_YOUR GOAL_
From top to bottom, reproduce the listing without a single change.

_RECORDS SUPPLIED_
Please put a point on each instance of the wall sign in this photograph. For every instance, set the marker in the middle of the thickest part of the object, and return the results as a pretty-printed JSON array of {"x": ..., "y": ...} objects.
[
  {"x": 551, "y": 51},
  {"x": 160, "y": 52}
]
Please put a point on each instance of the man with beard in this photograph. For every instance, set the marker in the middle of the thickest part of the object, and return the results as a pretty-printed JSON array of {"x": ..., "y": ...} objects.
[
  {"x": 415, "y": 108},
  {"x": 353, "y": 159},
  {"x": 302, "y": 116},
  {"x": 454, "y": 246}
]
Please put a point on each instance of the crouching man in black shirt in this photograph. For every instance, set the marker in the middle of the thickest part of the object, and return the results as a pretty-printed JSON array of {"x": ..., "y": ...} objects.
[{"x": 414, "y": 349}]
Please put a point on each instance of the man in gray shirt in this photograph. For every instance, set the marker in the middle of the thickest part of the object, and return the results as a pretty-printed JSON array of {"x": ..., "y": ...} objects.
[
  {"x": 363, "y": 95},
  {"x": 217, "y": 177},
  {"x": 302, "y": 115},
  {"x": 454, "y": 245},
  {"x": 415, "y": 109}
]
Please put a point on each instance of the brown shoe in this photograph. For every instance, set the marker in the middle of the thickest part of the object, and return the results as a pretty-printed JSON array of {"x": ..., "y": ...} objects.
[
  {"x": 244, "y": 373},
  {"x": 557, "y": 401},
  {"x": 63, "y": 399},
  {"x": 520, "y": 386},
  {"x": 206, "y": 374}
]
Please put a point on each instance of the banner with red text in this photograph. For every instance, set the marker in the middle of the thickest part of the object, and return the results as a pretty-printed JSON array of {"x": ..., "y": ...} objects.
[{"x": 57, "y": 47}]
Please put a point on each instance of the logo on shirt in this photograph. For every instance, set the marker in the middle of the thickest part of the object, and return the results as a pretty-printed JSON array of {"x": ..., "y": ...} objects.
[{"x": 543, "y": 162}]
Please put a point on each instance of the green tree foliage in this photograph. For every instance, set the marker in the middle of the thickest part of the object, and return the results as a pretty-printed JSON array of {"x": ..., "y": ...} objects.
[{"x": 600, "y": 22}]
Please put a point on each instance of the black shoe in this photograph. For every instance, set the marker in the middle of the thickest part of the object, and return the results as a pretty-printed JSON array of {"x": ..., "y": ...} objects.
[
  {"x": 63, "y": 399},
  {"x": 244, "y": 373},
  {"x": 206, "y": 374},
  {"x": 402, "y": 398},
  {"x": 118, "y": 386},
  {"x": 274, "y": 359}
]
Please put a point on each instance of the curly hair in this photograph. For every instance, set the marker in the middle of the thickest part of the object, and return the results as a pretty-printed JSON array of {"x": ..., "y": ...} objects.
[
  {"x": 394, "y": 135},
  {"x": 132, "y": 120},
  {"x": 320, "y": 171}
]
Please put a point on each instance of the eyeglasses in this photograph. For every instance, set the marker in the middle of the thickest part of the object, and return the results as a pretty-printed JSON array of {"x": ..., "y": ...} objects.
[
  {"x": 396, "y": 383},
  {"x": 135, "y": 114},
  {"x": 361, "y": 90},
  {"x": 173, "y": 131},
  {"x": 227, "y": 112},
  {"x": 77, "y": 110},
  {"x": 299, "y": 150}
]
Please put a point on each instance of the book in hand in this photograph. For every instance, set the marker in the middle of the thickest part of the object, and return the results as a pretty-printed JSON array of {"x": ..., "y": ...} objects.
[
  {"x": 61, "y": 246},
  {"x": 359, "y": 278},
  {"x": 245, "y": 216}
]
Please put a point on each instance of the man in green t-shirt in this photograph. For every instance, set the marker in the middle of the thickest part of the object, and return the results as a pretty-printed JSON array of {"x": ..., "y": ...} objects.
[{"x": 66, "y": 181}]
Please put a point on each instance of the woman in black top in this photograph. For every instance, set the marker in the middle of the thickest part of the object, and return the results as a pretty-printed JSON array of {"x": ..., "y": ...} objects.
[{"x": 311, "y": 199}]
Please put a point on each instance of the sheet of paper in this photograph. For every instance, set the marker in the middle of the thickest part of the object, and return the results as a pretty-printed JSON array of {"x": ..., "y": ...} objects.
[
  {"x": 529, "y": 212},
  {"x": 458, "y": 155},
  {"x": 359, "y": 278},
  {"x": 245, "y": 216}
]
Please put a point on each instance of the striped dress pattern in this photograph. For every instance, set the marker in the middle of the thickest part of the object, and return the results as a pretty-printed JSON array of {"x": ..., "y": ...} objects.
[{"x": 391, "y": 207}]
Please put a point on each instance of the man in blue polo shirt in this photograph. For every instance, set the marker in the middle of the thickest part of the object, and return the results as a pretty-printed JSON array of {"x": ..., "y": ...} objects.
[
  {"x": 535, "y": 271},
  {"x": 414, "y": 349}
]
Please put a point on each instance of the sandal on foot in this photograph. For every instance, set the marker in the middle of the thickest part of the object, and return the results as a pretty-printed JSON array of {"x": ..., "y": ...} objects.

_TASK OUTPUT_
Please put a point on each instance of the wall sign in this photograph. For every instance, set the marker in the middle of the thickest part of the object, and return the results as a pretty-printed JSON array of {"x": ..., "y": ...} objects.
[
  {"x": 551, "y": 51},
  {"x": 160, "y": 52}
]
Please put a point on each instance of the man with beard in this photograph. For every instance, set the marker in the middle of the thickest part of the object, and return the results as a pretty-printed JSON array of {"x": ..., "y": ...} objects.
[
  {"x": 415, "y": 108},
  {"x": 353, "y": 159},
  {"x": 302, "y": 116},
  {"x": 454, "y": 246}
]
Please put a point on each instance of the crouching man in black shirt in this photograph. For every instance, set the marker in the middle of the thickest part of the object, and return the results as a pretty-printed JSON array of {"x": ..., "y": ...} objects.
[{"x": 414, "y": 349}]
Please put a point on each instance of the man in gray shirt in this photograph. For every instance, set the marker in the middle of the thickest part of the object, and return the results as a pretty-printed JSON array of {"x": ..., "y": ...} objects.
[
  {"x": 363, "y": 95},
  {"x": 217, "y": 177},
  {"x": 302, "y": 115},
  {"x": 454, "y": 245},
  {"x": 415, "y": 109}
]
Please put a point on each instance of the brown shoe in this photograph. For every instance, set the marker in the middle of the thickest part of the object, and return the results as a pretty-printed JSON array of {"x": ..., "y": ...} objects.
[
  {"x": 244, "y": 373},
  {"x": 557, "y": 401},
  {"x": 63, "y": 399},
  {"x": 520, "y": 386},
  {"x": 206, "y": 374}
]
Please put a point on each instance of the banner with red text in this photograph. For every instance, set the marker in the middle of the thickest part of the object, and return the results as a pretty-printed JSON array of {"x": ..., "y": ...} objects.
[{"x": 57, "y": 47}]
Please put a point on each instance of the logo on shirt in this photograph. For every instance, set the marker in the middle of the thickest part of the object, and return the results as a pretty-printed JSON array of {"x": ..., "y": ...} objects.
[{"x": 543, "y": 162}]
Please put a point on each instance of the green tree foliage in this photograph. For every instance, set the marker in the middle of the thickest part of the object, and return the results as a pretty-printed JSON array of {"x": ..., "y": ...} objects.
[{"x": 600, "y": 22}]
Please put a point on each instance of the black shoe in this photograph. For every instance, set the marker in the middle of the thickest part of the object, and return the results as a pretty-printed JSON array of {"x": ..., "y": ...} objects.
[
  {"x": 63, "y": 399},
  {"x": 244, "y": 373},
  {"x": 206, "y": 374},
  {"x": 402, "y": 398},
  {"x": 118, "y": 386},
  {"x": 274, "y": 359}
]
Please put a point on each instance of the curly hair in this photograph. For every instance, set the marker in the middle of the thickest part of the object, and return the results as a pretty-printed JSON array of {"x": ..., "y": ...} objects.
[
  {"x": 394, "y": 135},
  {"x": 132, "y": 120},
  {"x": 320, "y": 171}
]
Please put a point on each instance of the eyeglasses in this photograph. For every instance, set the marker in the middle of the thickest part of the object, and return the results as a pretty-printed JSON array of {"x": ..., "y": ...} objects.
[
  {"x": 396, "y": 383},
  {"x": 135, "y": 114},
  {"x": 361, "y": 90},
  {"x": 173, "y": 131},
  {"x": 227, "y": 112},
  {"x": 77, "y": 110},
  {"x": 299, "y": 150}
]
Please put a point on each instance of the book in hand in this photograph. For every instance, set the marker in the middle of the thickest part of the object, and return the results as a pretty-printed JSON array of {"x": ..., "y": ...} objects.
[
  {"x": 61, "y": 246},
  {"x": 359, "y": 278},
  {"x": 245, "y": 216}
]
Please put a point on each instance of the man in green t-shirt in this photograph. For every instance, set the marker in the middle of the thickest part of the object, and return the results as a pretty-printed JSON array of {"x": ..., "y": ...} objects.
[{"x": 66, "y": 181}]
Please put a point on each instance of the woman in black top in this photograph. For every instance, set the marker in the middle of the thickest part of the object, and return the results as a pretty-printed JSON array of {"x": ..., "y": ...} objects.
[{"x": 311, "y": 199}]
Please put a point on each instance of the sheet of paper in this photograph. For every instance, set the marker in the middle of the thickest part of the object, and return the results as a pretty-printed JSON array of {"x": ..., "y": ...} objects.
[
  {"x": 529, "y": 212},
  {"x": 458, "y": 155},
  {"x": 359, "y": 278},
  {"x": 245, "y": 216}
]
Please put a point on each instance of the striped dress pattern in this photograph. For every instance, set the marker in the middle of the thickest part of the object, and return the results as a pretty-printed JSON array of {"x": ..., "y": ...} objects.
[{"x": 391, "y": 207}]
Please put a point on each instance of the man in blue polo shirt in this photograph. For every instance, set the marker in the middle of the thickest part of the object, and return the results as a pretty-printed JSON array of {"x": ..., "y": ...} objects.
[
  {"x": 535, "y": 271},
  {"x": 414, "y": 349}
]
Please put a point on each instance of the sandal on foot in this photograph. For every instance, set the marker in the middle of the thickest part of the object, and return the results as a pretty-printed JSON array of {"x": ..., "y": ...} objects.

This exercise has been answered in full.